# [Task requirements]
From the items below, pull out every line that contains the string "shirt" and copy each one unchanged.

# [Entries shown]
★ ★ ★

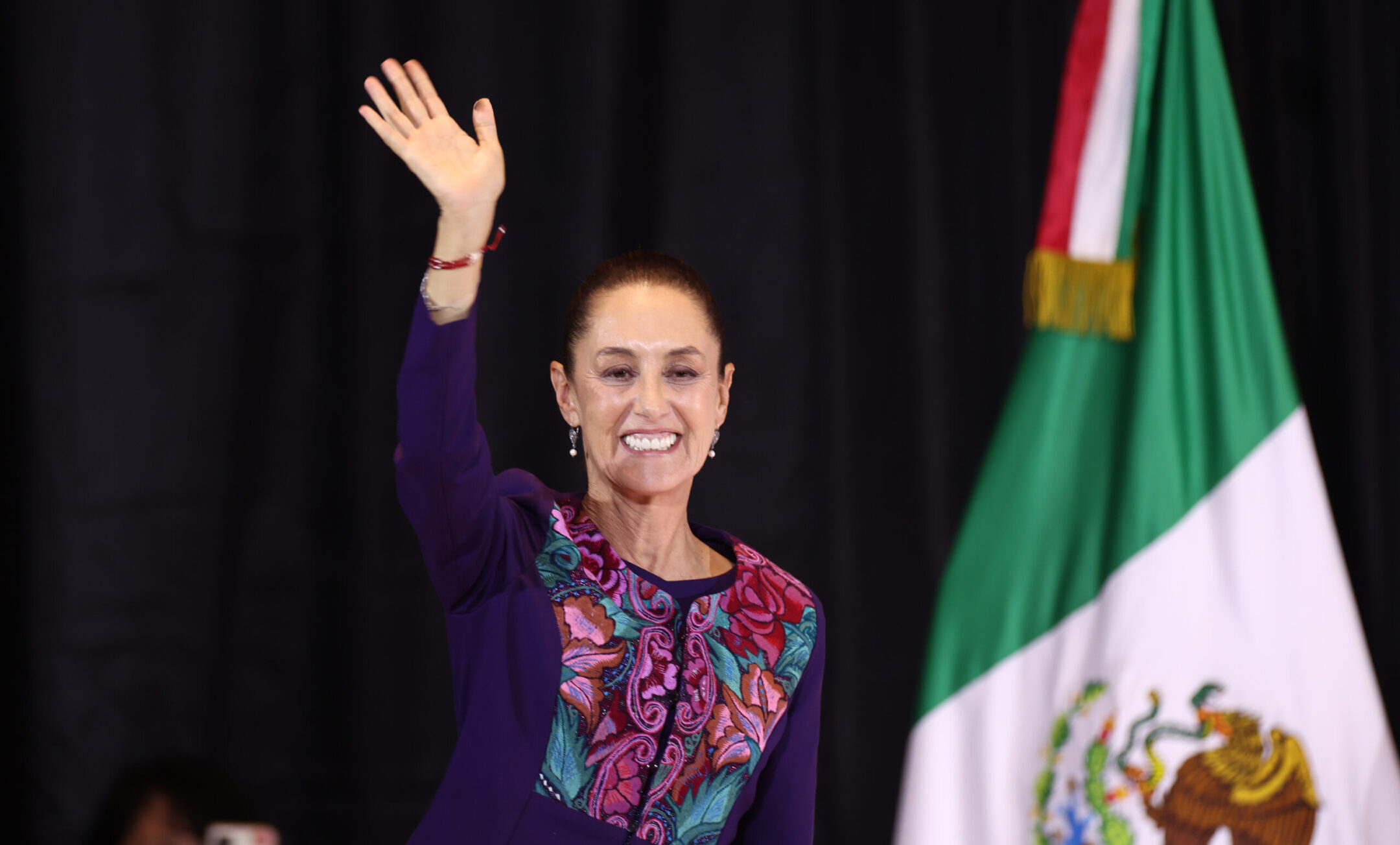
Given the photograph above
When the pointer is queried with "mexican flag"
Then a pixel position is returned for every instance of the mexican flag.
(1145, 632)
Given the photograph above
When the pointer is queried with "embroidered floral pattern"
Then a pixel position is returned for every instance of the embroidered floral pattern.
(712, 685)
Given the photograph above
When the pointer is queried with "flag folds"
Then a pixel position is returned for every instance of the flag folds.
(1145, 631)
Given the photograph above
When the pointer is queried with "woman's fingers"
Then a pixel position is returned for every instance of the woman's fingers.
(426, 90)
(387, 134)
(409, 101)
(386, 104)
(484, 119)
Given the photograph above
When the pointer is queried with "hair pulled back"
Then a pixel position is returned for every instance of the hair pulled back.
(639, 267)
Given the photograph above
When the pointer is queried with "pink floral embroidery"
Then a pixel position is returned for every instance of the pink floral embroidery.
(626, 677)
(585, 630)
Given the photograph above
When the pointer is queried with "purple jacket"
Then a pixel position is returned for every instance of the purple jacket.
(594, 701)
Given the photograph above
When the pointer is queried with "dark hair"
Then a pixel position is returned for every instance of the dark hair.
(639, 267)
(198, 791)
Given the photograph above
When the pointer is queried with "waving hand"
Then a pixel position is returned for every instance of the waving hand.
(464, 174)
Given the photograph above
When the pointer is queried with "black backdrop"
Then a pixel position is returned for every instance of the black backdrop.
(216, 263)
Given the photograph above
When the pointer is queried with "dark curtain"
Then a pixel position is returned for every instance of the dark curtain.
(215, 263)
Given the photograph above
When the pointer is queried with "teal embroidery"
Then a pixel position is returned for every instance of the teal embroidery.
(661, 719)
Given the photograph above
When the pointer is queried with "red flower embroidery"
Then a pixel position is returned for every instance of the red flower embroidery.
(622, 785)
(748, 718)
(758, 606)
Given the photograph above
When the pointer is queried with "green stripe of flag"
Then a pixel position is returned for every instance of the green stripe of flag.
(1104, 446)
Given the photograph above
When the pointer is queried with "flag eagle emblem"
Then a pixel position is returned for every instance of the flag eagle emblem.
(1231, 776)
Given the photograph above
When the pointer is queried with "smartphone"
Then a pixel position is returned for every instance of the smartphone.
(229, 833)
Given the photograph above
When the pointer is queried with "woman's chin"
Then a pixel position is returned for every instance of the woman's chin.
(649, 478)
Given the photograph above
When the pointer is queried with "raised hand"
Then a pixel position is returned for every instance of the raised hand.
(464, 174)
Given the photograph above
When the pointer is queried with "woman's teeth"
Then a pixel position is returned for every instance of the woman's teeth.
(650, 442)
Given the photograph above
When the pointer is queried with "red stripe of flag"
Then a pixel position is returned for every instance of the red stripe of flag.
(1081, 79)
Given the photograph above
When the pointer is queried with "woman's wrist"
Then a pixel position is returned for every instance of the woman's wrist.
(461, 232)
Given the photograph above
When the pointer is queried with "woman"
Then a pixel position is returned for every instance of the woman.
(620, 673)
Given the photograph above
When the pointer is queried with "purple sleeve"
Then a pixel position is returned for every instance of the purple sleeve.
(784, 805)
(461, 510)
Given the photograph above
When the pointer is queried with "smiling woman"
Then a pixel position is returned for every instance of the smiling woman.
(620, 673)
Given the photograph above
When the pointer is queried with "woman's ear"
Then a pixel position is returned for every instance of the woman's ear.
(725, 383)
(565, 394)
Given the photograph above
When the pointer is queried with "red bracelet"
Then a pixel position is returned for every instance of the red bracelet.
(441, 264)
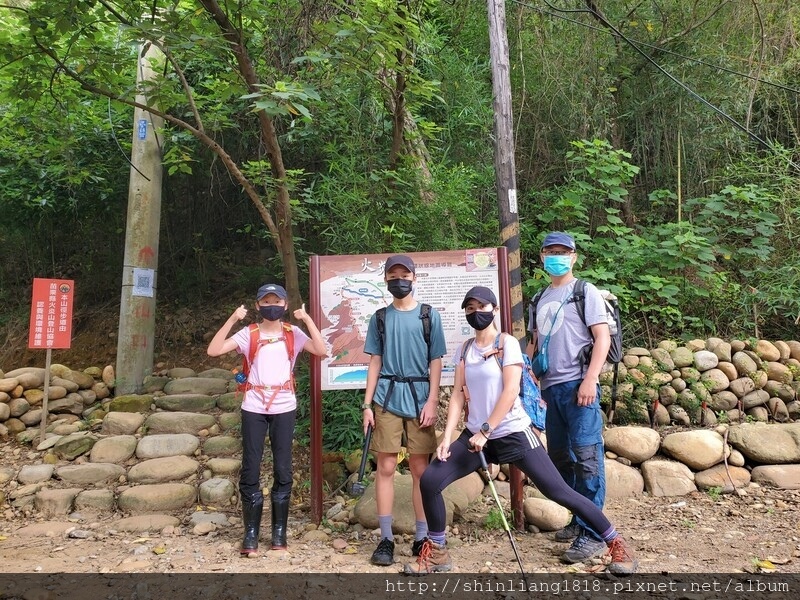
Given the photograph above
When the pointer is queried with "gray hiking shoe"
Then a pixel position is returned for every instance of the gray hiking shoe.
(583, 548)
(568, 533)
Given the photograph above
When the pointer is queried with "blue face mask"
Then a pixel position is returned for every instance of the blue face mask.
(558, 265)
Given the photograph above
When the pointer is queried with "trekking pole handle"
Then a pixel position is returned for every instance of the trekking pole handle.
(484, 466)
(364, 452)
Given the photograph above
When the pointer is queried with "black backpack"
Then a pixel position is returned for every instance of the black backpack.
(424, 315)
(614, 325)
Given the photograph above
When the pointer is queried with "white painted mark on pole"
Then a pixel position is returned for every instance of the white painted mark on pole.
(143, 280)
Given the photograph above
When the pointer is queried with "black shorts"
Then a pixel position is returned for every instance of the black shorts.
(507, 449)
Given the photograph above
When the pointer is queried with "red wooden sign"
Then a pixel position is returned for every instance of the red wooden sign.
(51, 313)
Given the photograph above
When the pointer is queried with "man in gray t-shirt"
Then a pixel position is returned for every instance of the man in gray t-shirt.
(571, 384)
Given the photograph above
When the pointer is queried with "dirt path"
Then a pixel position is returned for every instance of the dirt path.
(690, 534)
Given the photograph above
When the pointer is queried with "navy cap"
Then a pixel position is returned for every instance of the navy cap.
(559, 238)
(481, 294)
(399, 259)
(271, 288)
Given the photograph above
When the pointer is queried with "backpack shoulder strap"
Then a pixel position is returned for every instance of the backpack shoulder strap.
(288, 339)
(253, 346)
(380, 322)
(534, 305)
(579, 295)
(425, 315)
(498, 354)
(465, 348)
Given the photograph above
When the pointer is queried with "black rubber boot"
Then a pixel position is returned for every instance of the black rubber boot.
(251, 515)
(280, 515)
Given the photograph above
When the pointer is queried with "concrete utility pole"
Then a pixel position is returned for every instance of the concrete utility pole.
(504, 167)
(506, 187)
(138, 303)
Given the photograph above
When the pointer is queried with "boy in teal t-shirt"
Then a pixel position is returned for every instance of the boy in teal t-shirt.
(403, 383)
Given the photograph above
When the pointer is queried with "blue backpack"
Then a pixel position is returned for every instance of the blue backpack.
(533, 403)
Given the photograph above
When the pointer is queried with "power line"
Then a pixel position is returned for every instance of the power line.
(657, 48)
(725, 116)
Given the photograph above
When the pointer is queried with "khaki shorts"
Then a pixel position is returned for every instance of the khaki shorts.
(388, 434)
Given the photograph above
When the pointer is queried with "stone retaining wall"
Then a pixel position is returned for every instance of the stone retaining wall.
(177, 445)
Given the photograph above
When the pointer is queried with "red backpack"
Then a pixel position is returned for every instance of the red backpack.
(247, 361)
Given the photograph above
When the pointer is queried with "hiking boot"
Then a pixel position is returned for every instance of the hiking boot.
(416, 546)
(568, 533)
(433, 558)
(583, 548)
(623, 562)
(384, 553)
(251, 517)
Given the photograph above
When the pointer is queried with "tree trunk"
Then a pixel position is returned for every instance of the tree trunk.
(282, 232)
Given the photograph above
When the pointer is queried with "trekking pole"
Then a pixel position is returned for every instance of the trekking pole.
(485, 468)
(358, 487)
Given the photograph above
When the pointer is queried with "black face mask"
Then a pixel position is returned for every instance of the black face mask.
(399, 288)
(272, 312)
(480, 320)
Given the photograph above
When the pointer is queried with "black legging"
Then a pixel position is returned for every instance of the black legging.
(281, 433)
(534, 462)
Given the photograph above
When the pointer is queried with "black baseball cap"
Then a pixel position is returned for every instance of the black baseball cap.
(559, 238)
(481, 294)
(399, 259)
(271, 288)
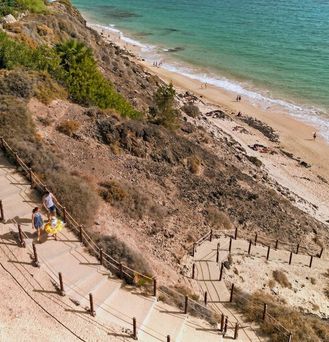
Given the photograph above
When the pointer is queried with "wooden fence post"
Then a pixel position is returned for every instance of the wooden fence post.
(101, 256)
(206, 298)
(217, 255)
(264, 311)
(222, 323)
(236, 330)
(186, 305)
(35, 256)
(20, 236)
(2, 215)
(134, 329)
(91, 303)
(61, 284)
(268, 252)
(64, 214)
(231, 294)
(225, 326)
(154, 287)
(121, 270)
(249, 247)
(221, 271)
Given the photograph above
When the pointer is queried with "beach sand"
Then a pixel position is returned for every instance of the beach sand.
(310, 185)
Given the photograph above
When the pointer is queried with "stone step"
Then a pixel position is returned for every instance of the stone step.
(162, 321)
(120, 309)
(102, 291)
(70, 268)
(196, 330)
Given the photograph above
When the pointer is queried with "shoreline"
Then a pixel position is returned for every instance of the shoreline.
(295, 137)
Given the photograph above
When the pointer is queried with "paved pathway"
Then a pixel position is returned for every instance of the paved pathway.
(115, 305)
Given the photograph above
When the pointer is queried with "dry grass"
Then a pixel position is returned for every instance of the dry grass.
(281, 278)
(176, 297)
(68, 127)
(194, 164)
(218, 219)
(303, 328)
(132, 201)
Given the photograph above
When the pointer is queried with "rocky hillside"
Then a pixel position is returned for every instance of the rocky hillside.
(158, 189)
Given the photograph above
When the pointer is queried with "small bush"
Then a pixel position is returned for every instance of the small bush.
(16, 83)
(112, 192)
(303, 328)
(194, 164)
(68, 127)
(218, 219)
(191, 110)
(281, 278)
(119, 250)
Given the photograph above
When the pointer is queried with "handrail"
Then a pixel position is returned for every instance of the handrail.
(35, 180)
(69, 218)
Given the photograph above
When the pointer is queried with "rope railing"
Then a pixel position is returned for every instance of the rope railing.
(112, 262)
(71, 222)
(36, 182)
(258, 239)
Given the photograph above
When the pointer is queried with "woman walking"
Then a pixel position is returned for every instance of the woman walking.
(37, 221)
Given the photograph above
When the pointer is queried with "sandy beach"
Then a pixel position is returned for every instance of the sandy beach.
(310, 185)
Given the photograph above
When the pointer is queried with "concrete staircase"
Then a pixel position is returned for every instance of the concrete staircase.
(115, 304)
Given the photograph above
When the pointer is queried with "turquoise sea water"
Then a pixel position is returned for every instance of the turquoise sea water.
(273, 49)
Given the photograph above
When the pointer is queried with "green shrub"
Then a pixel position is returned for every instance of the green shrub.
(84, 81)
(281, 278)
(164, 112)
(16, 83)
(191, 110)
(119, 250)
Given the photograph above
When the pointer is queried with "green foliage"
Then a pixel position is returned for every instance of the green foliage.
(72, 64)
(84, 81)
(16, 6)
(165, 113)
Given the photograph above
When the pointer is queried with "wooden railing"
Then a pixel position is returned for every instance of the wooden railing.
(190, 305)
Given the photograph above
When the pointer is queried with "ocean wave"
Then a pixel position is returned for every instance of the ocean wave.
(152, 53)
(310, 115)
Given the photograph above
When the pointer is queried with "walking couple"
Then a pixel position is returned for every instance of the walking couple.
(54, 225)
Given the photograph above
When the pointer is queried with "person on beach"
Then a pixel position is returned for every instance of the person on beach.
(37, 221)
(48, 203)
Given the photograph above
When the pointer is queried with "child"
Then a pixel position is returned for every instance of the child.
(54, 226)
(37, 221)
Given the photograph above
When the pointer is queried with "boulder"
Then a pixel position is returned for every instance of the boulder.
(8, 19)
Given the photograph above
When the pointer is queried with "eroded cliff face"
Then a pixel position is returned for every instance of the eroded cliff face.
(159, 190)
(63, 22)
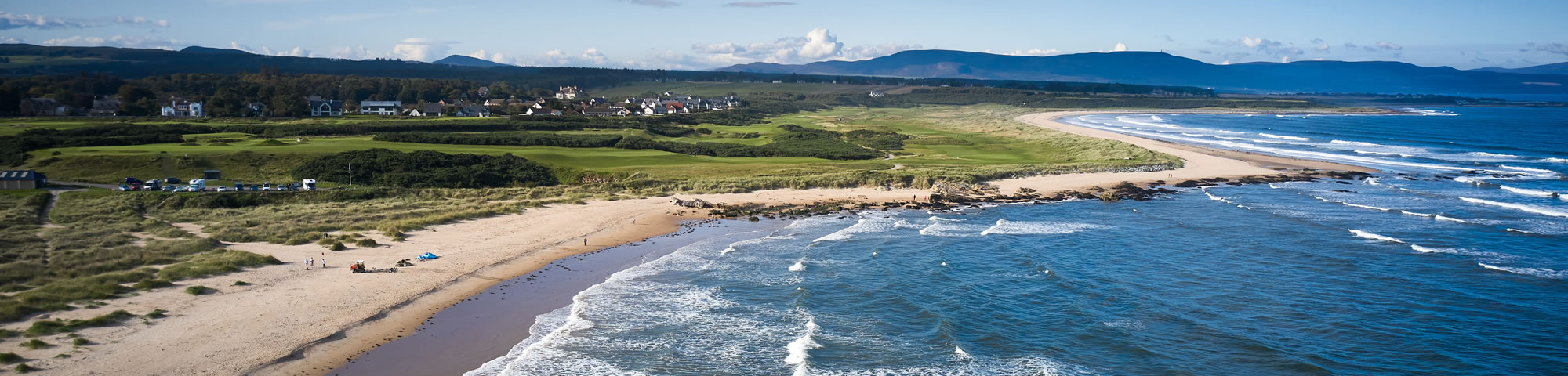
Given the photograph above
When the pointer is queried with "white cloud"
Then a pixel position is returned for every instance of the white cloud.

★ ★ ★

# [Solution for this exercise]
When the pointer is queried with "man in gray t-shirt"
Then a pixel position is returned for every instance of the man in gray t-shirt.
When the pointer is queried with "boy in teal t-shirt"
Then a pixel position is returned for every instance of the boy in teal t-shirt.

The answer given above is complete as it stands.